Carney démonte ensuite la cathédrale de la science économique, le modèle d’Arrow-Debreu, dont les hypothèses de marchés complets (c’est-à-dire prévisibles dans tous leurs états futurs) sont, dit-il, « absurdes en tant que description du monde réel ». Délaissant la tradition néo-classique, Carney se tourne vers Frank Knight et sa notion « d’incertitude » qui a pour conséquence que les choix individuels sont effectués sous un « semblant de connaissance », les variations d’humeur des participants au marché étant elles-mêmes soumises aux « esprits animaux » mis en avant par Keynes.
Bien sûr, Carney n’omet pas de mentionner les nombreuses qualités des marchés, source de prospérité, de croissance, et instruments de gestion des risques. Mais il note que « laissés à eux-mêmes, les marchés peuvent avoir des tendances à l’excès et à l’abus ».
Carney veut « reconstruire des marchés justes et efficaces », qui soient « professionnels et ouverts »
C’est notamment le cas des marchés financiers, où « les valeurs deviennent abstraites et relatives » et où « la foule peut emporter avec elle l’intégrité de l’individu ». Pour opérer, les marchés ont besoin du « consentement de la société », or ce consentement est remis en question par les récents scandales (Libor, Forex, etc.).
☆ ☆ ☆
Répondez à ces questions d'après le texte sur Carney et les marchés.
(a) Vers quel économiste Carney se tourne-t-il en délaissant la tradition néo-classique ?
(b) De quoi les marchés ont-ils besoin pour opérer ?
(c) Quels scandales récents sont nommés entre parenthèses ?
Les lignes n'ont aucun rôle dans ce travail.

- Extrait des données:
☆ ☆ ☆
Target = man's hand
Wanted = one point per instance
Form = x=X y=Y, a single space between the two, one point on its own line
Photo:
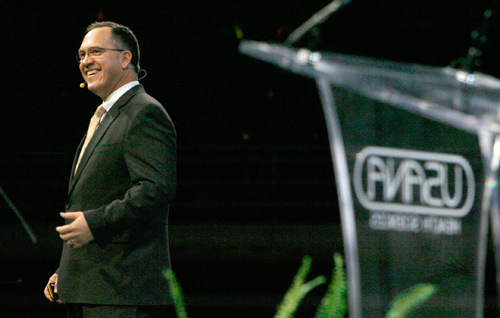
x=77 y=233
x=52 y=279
☆ ☆ ☆
- Corrigé:
(a) Carney se tourne vers Frank Knight.
(b) Les marchés ont besoin du « consentement de la société ».
(c) Les scandales nommés sont le Libor et le Forex.